→ What is asked
A) In the personal essay passage, what date does the writer give for breaking with progressive morality?
B) Continue the personal essay passage about the writer's break with progressive morality, starting right after its final sentence.

→ Supplied passage
* start *

+(Incidentally, it was also around this time that I snuck a copy of _Men Trapped in Men's Bodies_ into the [MIRI](https://intelligence.org/) office library, which was sometimes possible for community members to visit. It seemed like something Harry Potter-Evans-Verres would do—and ominously, I noticed, not like something Hermione Granger would do.)
+
+------
+
+If I had to pick a _date_ for my break with progressive morality, it would be 7 October 2017. Over the past couple days, I had been having a frustrating Messenger conversation with some guy, which I would [later describe as feeling like I was talking to an AI designed to maximize the number of trans people](/2018/Jan/dont-negotiate-with-terrorist-memeplexes/).
+
+Over the previous week and months, I had been frustrated with the _Zeitgeist_, but I was trying to not to be loud or obnoxious about it, because I wanted to be a good person and not hurt anyone's feelings and not lose any more friends. ("Helen" had rebuffed my last few requests to chat or hang out. "I don't fully endorse the silence," she had said, "just find talking vaguely aversive.")
+
+The conversation made it very clear to me that I could have no peace with the _Zeitgeist_. It wasn't the mere fact that some guy in my social circle was being dumb and gaslighty about it. It was that fact that his gaslighting was an unusually pure distillation of _socially normative_ behavior in Berkeley 2016. There were more copies of him than there were of me.

* end *

→ Dataset section

* start *

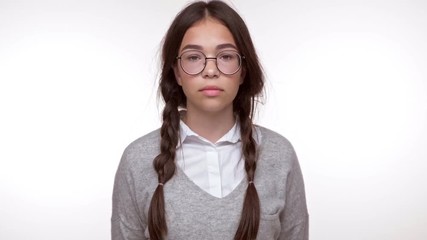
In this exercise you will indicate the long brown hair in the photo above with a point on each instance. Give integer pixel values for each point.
(243, 106)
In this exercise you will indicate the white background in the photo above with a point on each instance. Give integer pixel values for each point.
(347, 85)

* end *

→ Answers for this exercise
A) 7 October 2017.

B)
+
+It was a Huckleberry Finn moment for me: opposing this was worth losing friends, worth hurting feelings, and, actually, worth the other thing. I posted on Facebook in the morning and [on my real-name blog](http://zackmdavis.net/blog/2016/10/late-onset/) in the evening:
+
+> the moment of liberating clarity when you resolve the tension between being a good person and the requirement to pretend to be stupid by deciding not to be a good person anymore 💖
+
+Michael Vassar emailed me about it, and we ended up meeting once. (I had also emailed him back in August, when I had heard from Anna that he was also skeptical of the transgender movement (Subject: "I've heard of fake geek girls, but this is ridiculous").)
+
+------
+
+I wrote about my frustrations to Scott Alexander of _Slate Star Codex_ fame (Subject: "J. Michael Bailey did nothing wrong"). The immediate result of this is that he ended up including a link to one of Kay Brown's study summaries (and expressing surprise at the claim that non-androphilic trans woman have very high IQs) in his [November links post](https://slatestarcodex.com/2016/11/01/links-1116-site-unseen/), and he [got some pushback even for that](https://slatestarscratchpad.tumblr.com/post/152736458066/hey-scott-im-a-bit-of-a-fan-of-yours-and-i).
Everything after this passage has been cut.